What is expected ▸ Turn the rows below into a numbered list with one row per number, and leave out any blank lines.

## START

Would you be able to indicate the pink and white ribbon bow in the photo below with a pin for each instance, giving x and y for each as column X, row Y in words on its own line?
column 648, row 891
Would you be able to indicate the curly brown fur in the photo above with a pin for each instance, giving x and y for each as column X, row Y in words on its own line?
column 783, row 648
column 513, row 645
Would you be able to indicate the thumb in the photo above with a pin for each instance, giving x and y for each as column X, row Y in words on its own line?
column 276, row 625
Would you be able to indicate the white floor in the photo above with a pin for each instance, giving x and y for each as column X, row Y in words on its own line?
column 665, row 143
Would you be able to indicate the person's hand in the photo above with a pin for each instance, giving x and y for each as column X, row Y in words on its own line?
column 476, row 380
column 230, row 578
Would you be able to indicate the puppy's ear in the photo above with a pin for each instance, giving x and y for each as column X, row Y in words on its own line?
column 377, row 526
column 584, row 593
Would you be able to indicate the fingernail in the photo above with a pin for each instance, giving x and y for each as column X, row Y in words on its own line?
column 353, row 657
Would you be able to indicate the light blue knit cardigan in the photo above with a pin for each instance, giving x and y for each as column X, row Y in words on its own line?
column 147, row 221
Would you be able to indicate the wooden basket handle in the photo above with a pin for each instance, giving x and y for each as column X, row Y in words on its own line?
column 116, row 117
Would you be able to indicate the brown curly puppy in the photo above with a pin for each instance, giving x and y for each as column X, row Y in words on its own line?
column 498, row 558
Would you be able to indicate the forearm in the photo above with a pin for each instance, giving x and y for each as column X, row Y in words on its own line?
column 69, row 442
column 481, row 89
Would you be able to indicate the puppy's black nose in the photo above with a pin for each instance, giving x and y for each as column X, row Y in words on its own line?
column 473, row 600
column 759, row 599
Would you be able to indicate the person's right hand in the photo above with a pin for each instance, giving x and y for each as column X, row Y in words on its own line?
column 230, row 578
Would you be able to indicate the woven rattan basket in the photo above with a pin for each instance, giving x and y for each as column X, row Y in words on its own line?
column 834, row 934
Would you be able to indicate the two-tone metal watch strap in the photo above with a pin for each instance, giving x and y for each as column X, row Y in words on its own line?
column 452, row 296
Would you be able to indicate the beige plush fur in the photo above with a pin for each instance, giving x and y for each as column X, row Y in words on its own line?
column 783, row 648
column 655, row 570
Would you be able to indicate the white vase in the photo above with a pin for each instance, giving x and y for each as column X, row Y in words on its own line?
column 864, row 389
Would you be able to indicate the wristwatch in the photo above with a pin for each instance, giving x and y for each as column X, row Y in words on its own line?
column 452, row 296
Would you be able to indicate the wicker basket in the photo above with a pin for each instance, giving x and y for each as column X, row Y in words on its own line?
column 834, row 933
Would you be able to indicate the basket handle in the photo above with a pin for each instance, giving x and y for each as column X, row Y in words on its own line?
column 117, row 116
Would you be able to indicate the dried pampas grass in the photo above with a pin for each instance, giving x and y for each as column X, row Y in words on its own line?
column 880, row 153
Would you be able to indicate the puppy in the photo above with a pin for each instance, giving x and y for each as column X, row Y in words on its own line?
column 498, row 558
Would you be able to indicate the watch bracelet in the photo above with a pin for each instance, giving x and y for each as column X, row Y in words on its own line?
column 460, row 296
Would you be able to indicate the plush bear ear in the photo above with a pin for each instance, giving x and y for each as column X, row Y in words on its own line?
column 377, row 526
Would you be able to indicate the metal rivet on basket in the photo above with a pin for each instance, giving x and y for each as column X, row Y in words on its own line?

## END

Complete answer ▸
1. Would you be able to indicate the pink and white ribbon bow in the photo below with a pin for each instance, giving x and y for each as column X, row Y in words on its own line?
2. column 648, row 891
3. Would you be able to indicate the curly brown fur in the photo above with a pin for each instance, giving x and y for each as column X, row Y in words on its own line?
4. column 783, row 648
5. column 513, row 645
6. Would you be able to indicate the thumb in the photo above with a pin for each instance, giving x and y for each as column X, row Y in words on its own line?
7. column 276, row 625
8. Would you be able to indicate the white floor in the photo above with a pin for each instance, giving x and y for each as column X, row Y in words on its own line?
9. column 665, row 143
10. Would you be able to indicate the person's hand in the photo above with a pin for each instance, giving x and y for each as column X, row Y in words on its own line?
11. column 476, row 380
12. column 230, row 578
13. Would you be able to indicate the puppy's ear in the photo above with a pin for each instance, giving x and y for each as column X, row Y in words on its own line?
14. column 377, row 526
15. column 584, row 593
16. Would you be able to indicate the fingernail in the photo above with a pin for each instance, giving x and y for each as column X, row Y in words on its own line?
17. column 353, row 657
18. Would you be able to indicate the light blue knit cardigan in the photo above with a pin for each instance, giving x and y for each as column X, row Y in words on its own line?
19. column 147, row 221
20. Would you be able to indicate the wooden basket handle in the photo above with a pin for each instance, giving x and y for each as column X, row Y in words on its own line?
21. column 116, row 117
22. Would you be able to indicate the brown curly puppy in the photo above with a pin for each instance, giving x and y for each as column X, row Y in words on its own line?
23. column 498, row 558
24. Would you be able to indicate the forearm in the photo above with a pin for each instance, giving x and y for each as column X, row Y in words on its own line?
25. column 69, row 442
26. column 481, row 89
27. Would you be able to indicate the puppy's black nose in the photo above with a pin for each instance, giving x and y for each as column X, row Y in words on its own line?
28. column 473, row 600
29. column 759, row 599
30. Would you be able to indicate the person's right hand in the photo above with a pin for each instance, giving x and y for each as column X, row Y in words on its own line?
31. column 230, row 578
32. Would you be able to indicate the woven rattan basket in the photo above with a pin for each instance, giving x and y for each as column X, row Y in words on its own line?
33. column 834, row 934
34. Would you be able to indicate the two-tone metal watch strap in the photo above with a pin for each instance, giving x and y for each as column X, row Y in words on its own line?
35. column 452, row 296
36. Would you be able to indicate the beige plush fur in the photo above with a pin for each instance, giving x and y for each as column X, row Y in words on its own line?
37. column 783, row 648
38. column 655, row 570
39. Would you be able to indicate the white vase in the photo above with a pin for each instance, giving x and y for each as column X, row Y in words on its own line?
40. column 864, row 389
41. Would you be able to indicate the wristwatch in the photo above with a pin for each instance, giving x and y for each as column X, row Y in words on its own line?
42. column 452, row 296
43. Would you be able to indicate the wicker basket in the photo above with a pin for each instance, giving x and y for each as column X, row Y in words on its own line?
44. column 834, row 933
45. Would you be able to indicate the basket handle in the photo above with a pin for each instance, giving x and y for each as column X, row Y in words on its own line?
46. column 117, row 116
47. Would you be able to indicate the dried pampas grass in the photo above with a pin for each instance, giving x and y for each as column X, row Y in words on its own line?
48. column 880, row 153
49. Would you be able to indicate the puppy in the photo above with a pin for each instance, giving x and y for each as column X, row Y in words on its own line?
50. column 498, row 558
51. Would you be able to indicate the watch bracelet in the photo above with a pin for each instance, giving x and y for each as column X, row Y in words on its own line?
52. column 460, row 296
53. Would you be able to indicate the plush bear ear in the photo above with a pin for each instance, giving x and y for each as column X, row Y in words on its own line?
54. column 377, row 526
55. Would you be able to indicate the metal rivet on basket in the photo above with a pin for each instance, giving x and y for each as column X, row Y in words on its own line?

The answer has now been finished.